* **About this exercise**: Please write out the entire listing below exactly, excluding its pictures.

* **Listed entries**:
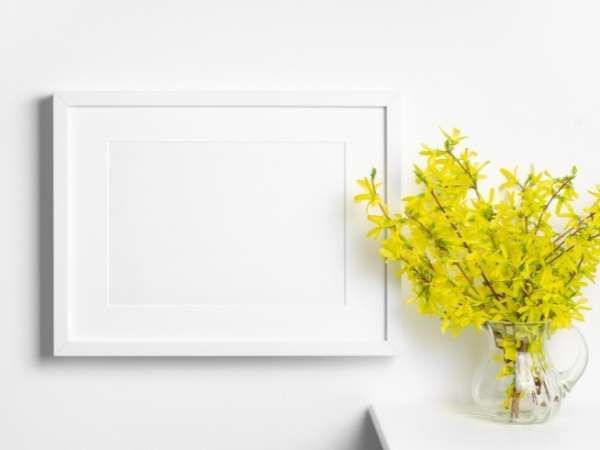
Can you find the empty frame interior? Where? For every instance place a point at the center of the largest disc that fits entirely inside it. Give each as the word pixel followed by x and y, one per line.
pixel 218 228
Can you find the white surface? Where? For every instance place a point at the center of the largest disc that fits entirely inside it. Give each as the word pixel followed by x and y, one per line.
pixel 217 224
pixel 431 427
pixel 520 77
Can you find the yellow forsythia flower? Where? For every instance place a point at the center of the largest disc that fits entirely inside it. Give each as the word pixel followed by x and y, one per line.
pixel 472 257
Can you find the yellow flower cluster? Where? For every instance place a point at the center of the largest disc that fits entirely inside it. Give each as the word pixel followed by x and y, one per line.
pixel 523 256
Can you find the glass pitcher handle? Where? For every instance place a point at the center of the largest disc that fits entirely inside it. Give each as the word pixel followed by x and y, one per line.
pixel 568 378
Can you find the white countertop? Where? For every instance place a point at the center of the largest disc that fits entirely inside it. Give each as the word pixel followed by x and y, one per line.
pixel 432 426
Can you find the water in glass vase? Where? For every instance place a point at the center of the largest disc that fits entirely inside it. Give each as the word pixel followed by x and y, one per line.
pixel 517 382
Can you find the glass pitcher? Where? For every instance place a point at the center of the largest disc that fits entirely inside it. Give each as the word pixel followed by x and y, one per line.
pixel 516 381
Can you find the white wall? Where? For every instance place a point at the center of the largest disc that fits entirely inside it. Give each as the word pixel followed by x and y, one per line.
pixel 520 77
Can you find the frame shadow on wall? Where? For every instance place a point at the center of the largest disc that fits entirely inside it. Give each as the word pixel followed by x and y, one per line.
pixel 45 226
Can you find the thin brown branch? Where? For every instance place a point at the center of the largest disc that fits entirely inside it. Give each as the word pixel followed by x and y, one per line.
pixel 464 243
pixel 467 171
pixel 549 202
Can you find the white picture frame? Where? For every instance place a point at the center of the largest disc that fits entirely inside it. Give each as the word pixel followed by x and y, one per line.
pixel 141 269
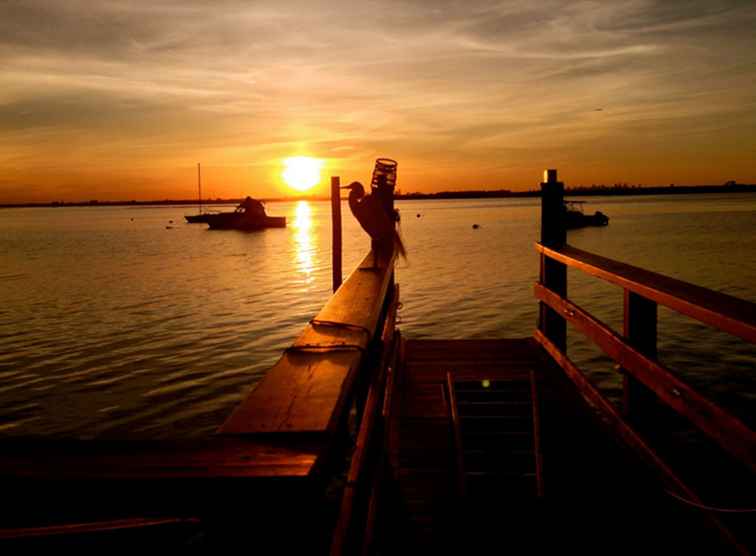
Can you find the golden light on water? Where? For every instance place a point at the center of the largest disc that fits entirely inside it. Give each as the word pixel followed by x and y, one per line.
pixel 302 172
pixel 303 237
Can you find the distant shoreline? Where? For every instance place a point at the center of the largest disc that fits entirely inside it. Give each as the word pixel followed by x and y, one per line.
pixel 480 194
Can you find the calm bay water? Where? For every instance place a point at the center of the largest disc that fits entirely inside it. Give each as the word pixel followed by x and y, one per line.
pixel 114 325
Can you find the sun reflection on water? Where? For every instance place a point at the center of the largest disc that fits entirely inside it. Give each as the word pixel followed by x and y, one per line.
pixel 304 238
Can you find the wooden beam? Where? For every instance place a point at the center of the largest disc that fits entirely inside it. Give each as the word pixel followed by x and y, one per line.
pixel 640 331
pixel 336 231
pixel 728 313
pixel 553 274
pixel 215 457
pixel 306 391
pixel 371 417
pixel 728 431
pixel 613 420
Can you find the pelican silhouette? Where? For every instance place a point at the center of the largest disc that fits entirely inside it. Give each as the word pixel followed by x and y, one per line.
pixel 374 219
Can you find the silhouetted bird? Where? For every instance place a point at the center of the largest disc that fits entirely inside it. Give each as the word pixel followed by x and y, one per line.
pixel 373 217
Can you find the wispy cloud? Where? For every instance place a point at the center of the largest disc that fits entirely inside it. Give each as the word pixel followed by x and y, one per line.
pixel 464 94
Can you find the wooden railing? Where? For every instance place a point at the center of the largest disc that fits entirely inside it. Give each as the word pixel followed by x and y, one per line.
pixel 647 381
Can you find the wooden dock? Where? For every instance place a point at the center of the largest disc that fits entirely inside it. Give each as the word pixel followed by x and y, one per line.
pixel 361 441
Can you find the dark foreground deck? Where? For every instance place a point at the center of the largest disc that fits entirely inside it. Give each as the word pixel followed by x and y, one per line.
pixel 493 449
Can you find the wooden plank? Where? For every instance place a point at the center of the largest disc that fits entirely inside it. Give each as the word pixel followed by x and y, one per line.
pixel 728 431
pixel 728 313
pixel 370 416
pixel 613 420
pixel 215 457
pixel 458 448
pixel 71 529
pixel 307 388
pixel 537 433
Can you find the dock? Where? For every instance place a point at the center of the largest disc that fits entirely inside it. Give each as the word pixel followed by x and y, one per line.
pixel 362 441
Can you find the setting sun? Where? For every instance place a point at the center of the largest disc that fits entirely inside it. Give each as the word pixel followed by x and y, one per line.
pixel 302 172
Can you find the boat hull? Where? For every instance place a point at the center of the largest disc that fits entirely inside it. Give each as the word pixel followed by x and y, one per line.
pixel 575 219
pixel 242 221
pixel 197 218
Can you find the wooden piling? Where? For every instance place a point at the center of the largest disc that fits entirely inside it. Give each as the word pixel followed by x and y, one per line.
pixel 640 322
pixel 336 231
pixel 553 273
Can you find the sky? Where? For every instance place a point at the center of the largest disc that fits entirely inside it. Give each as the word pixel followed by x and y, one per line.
pixel 121 100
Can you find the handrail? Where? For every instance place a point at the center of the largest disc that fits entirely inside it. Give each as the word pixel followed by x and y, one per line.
pixel 617 424
pixel 370 421
pixel 728 431
pixel 728 313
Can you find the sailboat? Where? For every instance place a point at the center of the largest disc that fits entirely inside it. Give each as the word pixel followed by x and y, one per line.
pixel 198 218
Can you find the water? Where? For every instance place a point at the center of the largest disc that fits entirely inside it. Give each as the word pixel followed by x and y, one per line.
pixel 115 322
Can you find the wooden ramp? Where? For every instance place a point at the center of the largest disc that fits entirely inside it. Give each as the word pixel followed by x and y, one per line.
pixel 491 447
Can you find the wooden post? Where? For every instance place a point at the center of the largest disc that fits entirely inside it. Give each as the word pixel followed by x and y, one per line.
pixel 336 229
pixel 553 273
pixel 640 332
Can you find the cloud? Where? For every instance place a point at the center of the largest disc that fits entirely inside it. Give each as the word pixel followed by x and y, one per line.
pixel 246 83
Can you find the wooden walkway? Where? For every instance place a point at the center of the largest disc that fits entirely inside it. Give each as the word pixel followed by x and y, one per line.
pixel 491 446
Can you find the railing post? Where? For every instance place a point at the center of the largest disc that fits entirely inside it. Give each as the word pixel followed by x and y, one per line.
pixel 336 231
pixel 640 332
pixel 553 273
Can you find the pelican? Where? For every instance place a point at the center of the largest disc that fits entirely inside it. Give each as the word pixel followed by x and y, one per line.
pixel 372 216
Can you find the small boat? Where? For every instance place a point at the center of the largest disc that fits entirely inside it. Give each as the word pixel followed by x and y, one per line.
pixel 576 218
pixel 200 218
pixel 249 215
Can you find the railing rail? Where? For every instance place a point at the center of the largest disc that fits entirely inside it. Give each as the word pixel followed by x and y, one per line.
pixel 728 313
pixel 647 381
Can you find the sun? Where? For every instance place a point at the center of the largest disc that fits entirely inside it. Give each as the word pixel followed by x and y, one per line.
pixel 302 172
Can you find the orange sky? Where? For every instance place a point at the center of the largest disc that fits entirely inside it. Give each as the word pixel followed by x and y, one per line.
pixel 120 100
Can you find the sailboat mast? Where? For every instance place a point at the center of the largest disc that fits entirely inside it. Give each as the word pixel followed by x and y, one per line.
pixel 199 186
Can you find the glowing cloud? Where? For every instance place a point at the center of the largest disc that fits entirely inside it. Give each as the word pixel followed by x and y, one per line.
pixel 302 172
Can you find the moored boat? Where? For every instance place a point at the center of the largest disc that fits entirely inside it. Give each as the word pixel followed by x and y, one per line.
pixel 576 218
pixel 249 215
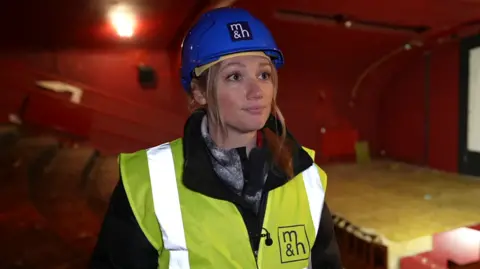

* **Exercise response**:
Can you find the empty frame interior? Where? For every instance place a point at the center of the largest disc that fits entirely inside it. Give each as the word pixel followed by x and y, one per line.
pixel 218 228
Can you find the white surface? Where? For every instance place a point at the center of the largest disc that fits entirely inside it. Give each as the word pixel followed by x and y, one per line.
pixel 217 224
pixel 431 427
pixel 520 77
Can you find the yellow forsythia flower? Where? For every instance place a point at the center of the largest disc that fits entirely inside it. Give each as the word pixel followed by x and y, one per line.
pixel 472 257
Can you find the yellow flower cluster? Where? For every instance place a point at the center of the largest disc that fits entirely inside it. Give each as the word pixel followed by x and y, one per line.
pixel 523 256
Can you find the glass pitcher handle? Where? For every instance place a point at the center of the largest disc that fits entirely inside it. Give each as the word pixel followed by x and y, one per line.
pixel 568 378
Can you find the white countertop? Where? For every instance place a point at the center of the largest disc that fits entirely inside it. Give each as the word pixel followed by x and y, one per line.
pixel 432 426
Can you find the water in glass vase? Where? For every instance place a point at the center of the largest disc that fits entirely inside it. Give each as the word pixel followed by x and y, one per line.
pixel 517 382
Can you find the glass pitcher? Where? For every instance place a point at the center of the largest disc that fits entirely inside it. Give each as the word pixel followed by x and y, one per line.
pixel 516 381
Can you find the white wall? Where? For every instance place a point at the center of the largest disc that fits entirely inside it. Give each as the word pixel followed by x and y, one per line.
pixel 520 77
Can you find the frame shadow on wall? Where? For every instance place a point at the center of the largest disc that fits entirely inside it. Give each as the word pixel followed by x and y, one per line.
pixel 45 226
Can you find the thin brown branch? Where? For every instance place a point at the center of the largest disc that fits entirely inside it. Give each as the word pixel followed by x and y, one per line.
pixel 464 243
pixel 467 171
pixel 549 202
Can you find the white picture frame? Where? For every instance place a point at the center of the largest disc that fits entirely inside it. Give each as the word pixel followed by x and y, one per line.
pixel 141 269
Can you find the golden light on water? Where? For every instance place a point at the center of the largest disc that fits entirely inside it. Give each as the word pixel followed by x and y, one per line.
pixel 302 172
pixel 303 237
Can you find the distant shoreline? Where? For every instance place a point at the center of the largest disc that fits entirely inside it. Give each as the word pixel followed by x and y, one per line.
pixel 480 194
Can you find the calm bay water? Where? For every instance place a point at the center of the largest disc that fits entirely inside it. Give each as the word pixel followed by x and y, one per line.
pixel 114 325
Can you find the sun reflection on water? Where? For every instance place a point at the center of the largest disc that fits entirely inside it. Give each as the word pixel followed by x and y, one per line.
pixel 304 238
Can you find the wooden beam? Where? For every instance place a point at the center of the largest disc that fits entirely inside it. Give each as the word pixel followed by x and y, one per line.
pixel 640 331
pixel 336 231
pixel 728 313
pixel 553 274
pixel 215 457
pixel 306 391
pixel 371 417
pixel 728 431
pixel 613 420
Can you find the pelican silhouette? Where? For every instance place a point at the center of the largest disc that fits entirely inside it. Give each as the word pixel followed by x and y, one per line.
pixel 374 219
Can you find the silhouetted bird? Where? For every instance place a point at the center of the largest disc that fits entirely inside it. Give each as the word pixel followed by x and y, one per line.
pixel 373 217
Can you find the wispy cloud? Where? For every instance place a point at the center of the largest disc that fits entirely inside it. Give each as the word pixel followed by x and y, one per line.
pixel 464 94
Can you find the wooden railing? Where? For every instance place a point at the center of the largest disc that fits entirely inside it. Give each as the word pixel followed by x and y, one per line.
pixel 647 381
Can you find the wooden dock? Where? For every instance place a point at the center of the largest disc that fits entirely inside it. Give each as the word pixel followed by x and y, one per line.
pixel 361 441
Can you find the dark foreground deck? Where? For every instance place a point at the center of the largest disc that fits entirely inside it. Give each as the word pixel followed by x and y, one per line.
pixel 493 449
Can you find the wooden plank? Where? For every instance place a point at the center of the largest disc that fits entirely inside it. Give each as the word pixel followed by x and y, one per line.
pixel 728 431
pixel 728 313
pixel 370 416
pixel 613 420
pixel 215 457
pixel 458 448
pixel 71 529
pixel 307 388
pixel 537 433
Can you find the dock? Where? For every instance place a point at the center of the largest disc that fits entirely inside it. Give each as the word pixel followed by x and y, one per line.
pixel 362 441
Can you find the setting sun? Where? For every instance place a point at the center of the largest disc that fits entirely inside it. Give each as the word pixel followed by x and y, one per line.
pixel 302 172
Can you find the boat hull? Where? For every instance place a point at the center of the largest disc that fits entirely inside it. Give each as the word pixel followed by x and y, one per line.
pixel 575 219
pixel 242 221
pixel 197 218
Can you find the wooden piling? Where? For every instance place a point at the center of the largest disc that fits entirely inside it. Give each as the word pixel followed by x and y, one per line.
pixel 640 322
pixel 336 231
pixel 553 273
Can you find the sky? Where? For every instance place a point at the center of the largest disc that fits entirely inside it. Give each as the word pixel followed by x and y, one per line.
pixel 121 100
Can you find the handrail? Where? For every instance place a point at the center of the largest disc that fits entirely inside it. Give each as the word pixel followed by x and y, one per line.
pixel 617 424
pixel 370 421
pixel 728 431
pixel 728 313
Can you find the sailboat? Where? For every instance place a point at the center of the largest disc that fits entirely inside it. Give each as the word pixel followed by x and y, one per line.
pixel 198 218
Can you find the water? Where? For every instance place a point at the center of the largest disc that fits entirely inside it. Give each as the word pixel followed by x and y, one per line.
pixel 115 322
Can you find the wooden ramp? Where? For every instance place a point at the center of the largest disc that fits entirely inside it. Give each as the word pixel followed by x and y, one per line.
pixel 491 447
Can you find the wooden post? Where? For every instance place a point at the center of the largest disc that fits entirely inside it. Give each as the word pixel followed by x and y, one per line.
pixel 336 229
pixel 553 273
pixel 640 332
Can you find the cloud? Where? For every instance place a point at the center of the largest disc that fits entirely inside it. Give each as the word pixel followed by x and y, one per line.
pixel 246 83
Can you find the wooden walkway? Where? For every instance place a point at the center of the largest disc that fits entirely inside it. Give each as the word pixel followed by x and y, one per line.
pixel 491 446
Can you find the railing post? Where? For every instance place a point at the center of the largest disc that fits entirely inside it. Give each as the word pixel followed by x and y, one per line.
pixel 336 231
pixel 640 332
pixel 553 273
Can you find the pelican? Where? For every instance place a point at the center of the largest disc that fits entirely inside it. Give each as the word pixel followed by x and y, one per line.
pixel 372 216
Can you find the small boat? Where? For every instance place a point at the center of the largest disc that fits entirely inside it. Give each as the word pixel followed by x and y, one per line.
pixel 576 218
pixel 200 218
pixel 249 215
Can you find the railing rail? Where? For every instance place a point at the center of the largest disc that fits entirely inside it. Give each as the word pixel followed by x and y, one per line.
pixel 728 313
pixel 647 381
Can you find the sun? Where? For every instance place a point at the center of the largest disc that fits entirely inside it. Give each as the word pixel followed by x and y, one per line.
pixel 302 172
Can you find the orange sky? Where? For every instance place a point at the center of the largest disc that fits entirely inside it. Give each as the word pixel followed by x and y, one per line.
pixel 120 100
Can you find the sailboat mast? Where? For every instance place a point at the center of the largest disc that fits entirely inside it. Give each as the word pixel followed by x and y, one per line.
pixel 199 186
Can you find the glowing cloud? Where? For every instance place a point at the center of the largest disc that fits entirely inside it. Give each as the word pixel followed by x and y, one per line.
pixel 302 172
Can you find the moored boat? Where? For every instance place a point at the center of the largest disc that fits entirely inside it. Give each as the word pixel followed by x and y, one per line.
pixel 576 218
pixel 249 215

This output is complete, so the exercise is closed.